[begin Data excerpts]

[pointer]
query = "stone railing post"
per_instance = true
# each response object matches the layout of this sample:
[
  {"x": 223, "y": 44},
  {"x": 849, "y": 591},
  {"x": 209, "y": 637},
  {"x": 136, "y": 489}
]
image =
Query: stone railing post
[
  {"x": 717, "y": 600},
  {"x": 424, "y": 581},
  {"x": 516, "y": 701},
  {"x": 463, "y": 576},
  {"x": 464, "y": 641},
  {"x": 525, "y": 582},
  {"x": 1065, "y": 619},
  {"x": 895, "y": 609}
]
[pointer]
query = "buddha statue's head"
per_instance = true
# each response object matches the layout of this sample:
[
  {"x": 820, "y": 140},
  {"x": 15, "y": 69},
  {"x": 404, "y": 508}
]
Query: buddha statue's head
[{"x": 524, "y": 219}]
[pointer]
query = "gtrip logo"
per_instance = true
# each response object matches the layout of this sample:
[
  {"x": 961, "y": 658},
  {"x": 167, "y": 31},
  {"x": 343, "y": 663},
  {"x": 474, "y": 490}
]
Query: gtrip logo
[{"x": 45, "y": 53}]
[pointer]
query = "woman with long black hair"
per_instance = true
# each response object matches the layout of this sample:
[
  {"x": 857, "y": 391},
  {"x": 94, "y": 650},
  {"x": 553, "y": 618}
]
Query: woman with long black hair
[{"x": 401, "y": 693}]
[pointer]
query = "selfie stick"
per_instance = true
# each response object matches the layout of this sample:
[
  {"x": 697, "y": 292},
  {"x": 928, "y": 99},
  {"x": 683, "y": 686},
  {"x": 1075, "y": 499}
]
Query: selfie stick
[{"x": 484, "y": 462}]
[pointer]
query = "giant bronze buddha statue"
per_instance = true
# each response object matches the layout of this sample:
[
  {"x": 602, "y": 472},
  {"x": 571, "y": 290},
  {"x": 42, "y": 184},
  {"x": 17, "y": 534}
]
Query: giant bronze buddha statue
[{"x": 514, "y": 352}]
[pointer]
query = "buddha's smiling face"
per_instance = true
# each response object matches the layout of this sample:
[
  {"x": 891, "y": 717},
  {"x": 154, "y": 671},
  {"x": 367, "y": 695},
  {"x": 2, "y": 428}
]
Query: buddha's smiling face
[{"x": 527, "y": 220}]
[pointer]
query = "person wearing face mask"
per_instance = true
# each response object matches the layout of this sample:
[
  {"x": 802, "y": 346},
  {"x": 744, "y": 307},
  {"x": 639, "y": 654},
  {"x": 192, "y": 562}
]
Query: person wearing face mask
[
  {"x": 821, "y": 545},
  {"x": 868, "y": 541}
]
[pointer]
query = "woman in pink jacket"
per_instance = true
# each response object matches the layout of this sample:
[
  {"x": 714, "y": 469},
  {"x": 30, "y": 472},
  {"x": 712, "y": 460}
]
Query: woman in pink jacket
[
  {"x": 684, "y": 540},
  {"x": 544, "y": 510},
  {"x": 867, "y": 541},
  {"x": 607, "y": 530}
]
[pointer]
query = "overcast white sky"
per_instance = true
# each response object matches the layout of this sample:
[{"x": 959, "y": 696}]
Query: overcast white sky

[end Data excerpts]

Extract the complete listing verbatim.

> **Final result**
[pointer]
query = "stone railing post"
per_instance = true
# each response object matches the layout of this sample:
[
  {"x": 223, "y": 44},
  {"x": 849, "y": 591},
  {"x": 209, "y": 637},
  {"x": 136, "y": 489}
]
image =
Query: stone railing post
[
  {"x": 717, "y": 600},
  {"x": 424, "y": 581},
  {"x": 516, "y": 701},
  {"x": 463, "y": 576},
  {"x": 464, "y": 641},
  {"x": 525, "y": 582},
  {"x": 1065, "y": 619},
  {"x": 895, "y": 609}
]
[pointer]
query = "buddha statue's head"
per_instance = true
# each response object matches the layout of this sample:
[
  {"x": 820, "y": 140},
  {"x": 15, "y": 69},
  {"x": 404, "y": 508}
]
Query: buddha statue's head
[{"x": 524, "y": 219}]
[pointer]
query = "gtrip logo"
per_instance = true
# each response object matches the layout of this sample:
[
  {"x": 961, "y": 658},
  {"x": 167, "y": 31},
  {"x": 343, "y": 663},
  {"x": 474, "y": 490}
]
Query: gtrip logo
[{"x": 45, "y": 53}]
[pointer]
query = "woman with long black hair"
per_instance = true
# each response object matches the layout of this sample:
[
  {"x": 857, "y": 391},
  {"x": 94, "y": 650},
  {"x": 553, "y": 618}
]
Query: woman with long black hair
[{"x": 401, "y": 693}]
[pointer]
query = "selfie stick"
per_instance = true
# each response object matches the layout of this sample:
[
  {"x": 697, "y": 292},
  {"x": 928, "y": 99},
  {"x": 683, "y": 686},
  {"x": 1075, "y": 499}
]
Query: selfie stick
[{"x": 484, "y": 462}]
[pointer]
query = "giant bronze buddha statue"
per_instance = true
# each response object matches the layout of this sample:
[
  {"x": 602, "y": 472},
  {"x": 571, "y": 290},
  {"x": 42, "y": 184},
  {"x": 17, "y": 534}
]
Query: giant bronze buddha statue
[{"x": 514, "y": 352}]
[pointer]
query = "buddha's smiling face"
per_instance = true
# each response object matches the layout of this sample:
[
  {"x": 891, "y": 717},
  {"x": 154, "y": 671},
  {"x": 367, "y": 695},
  {"x": 2, "y": 428}
]
Query: buddha's smiling face
[{"x": 527, "y": 220}]
[pointer]
query = "person wearing face mask"
per_instance = true
# each response object matches the layout of this sample:
[
  {"x": 802, "y": 346},
  {"x": 744, "y": 307},
  {"x": 639, "y": 654},
  {"x": 192, "y": 562}
]
Query: person wearing face mask
[
  {"x": 821, "y": 545},
  {"x": 868, "y": 541}
]
[pointer]
query = "woman in pink jacket"
per_instance = true
# each response object matches the layout of this sample:
[
  {"x": 714, "y": 469},
  {"x": 30, "y": 472},
  {"x": 712, "y": 460}
]
Query: woman in pink jacket
[
  {"x": 684, "y": 540},
  {"x": 544, "y": 510},
  {"x": 867, "y": 541},
  {"x": 607, "y": 530}
]
[pointer]
query = "overcast white sky"
per_instance = true
# each response object matches the layout of this sample:
[{"x": 959, "y": 696}]
Query: overcast white sky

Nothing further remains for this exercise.